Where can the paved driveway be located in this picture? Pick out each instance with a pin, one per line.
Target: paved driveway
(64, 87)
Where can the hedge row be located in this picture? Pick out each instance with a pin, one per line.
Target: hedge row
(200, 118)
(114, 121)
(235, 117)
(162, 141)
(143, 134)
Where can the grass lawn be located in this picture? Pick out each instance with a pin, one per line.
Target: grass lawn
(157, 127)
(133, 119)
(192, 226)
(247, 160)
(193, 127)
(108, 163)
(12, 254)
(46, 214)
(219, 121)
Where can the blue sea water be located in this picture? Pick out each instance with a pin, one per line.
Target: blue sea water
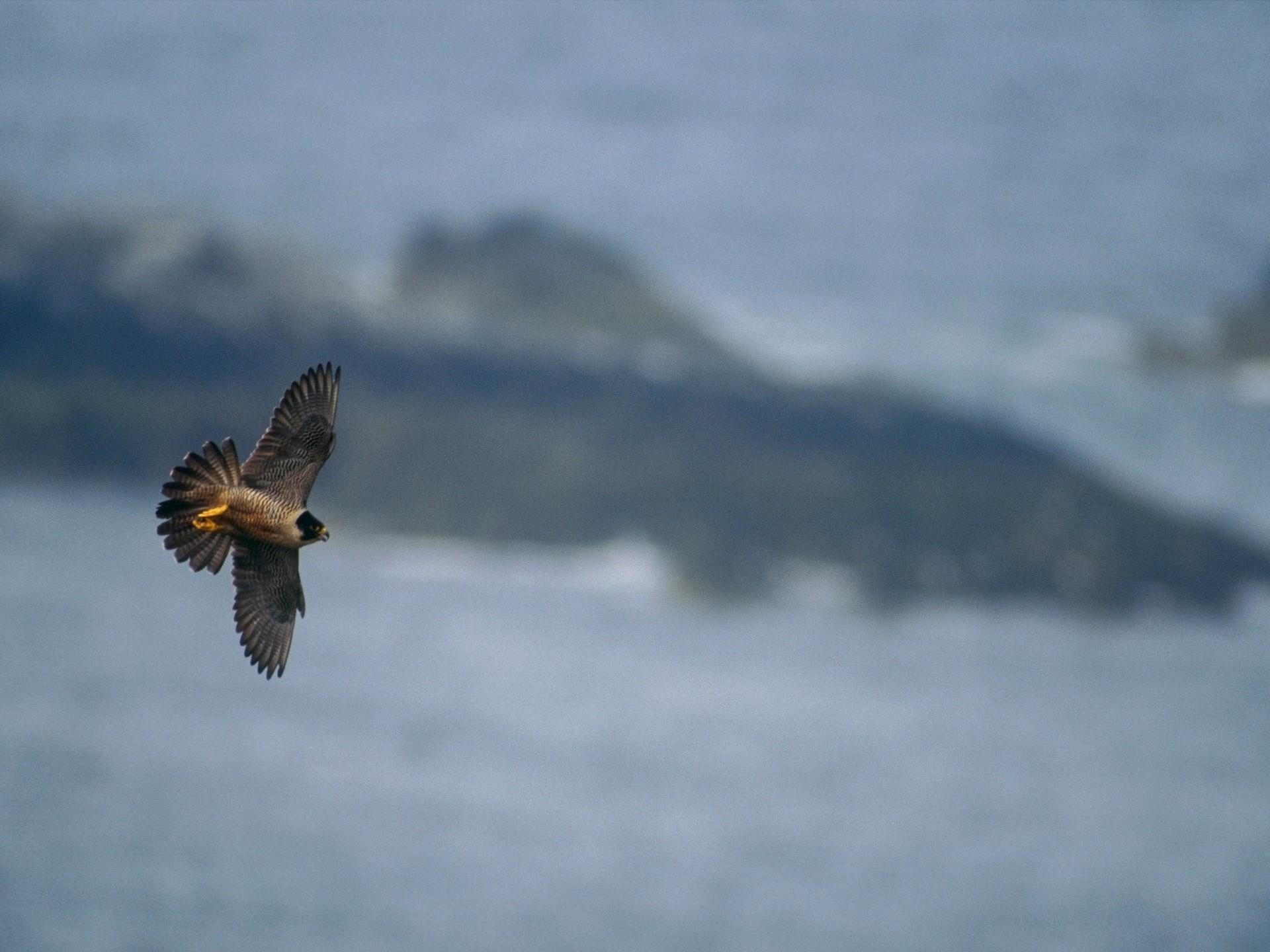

====================

Exercise task => Leave out every picture, and copy exactly the lines from the line that contains "Where can the hedge" through the end of the material.

Output for this task =>
Where can the hedge row be located in this picture? Pick out each instance with a pin, one per line.
Target: hedge row
(200, 118)
(114, 121)
(235, 117)
(162, 141)
(143, 134)
Where can the grass lawn be located in this picture? Pick out each instance with a pin, one per line.
Target: grass lawn
(157, 127)
(133, 119)
(192, 226)
(247, 160)
(193, 127)
(108, 163)
(12, 254)
(46, 214)
(219, 121)
Where can the blue sea water be located in this picture? Pick out each instance with a pin, one per line.
Target: blue sea water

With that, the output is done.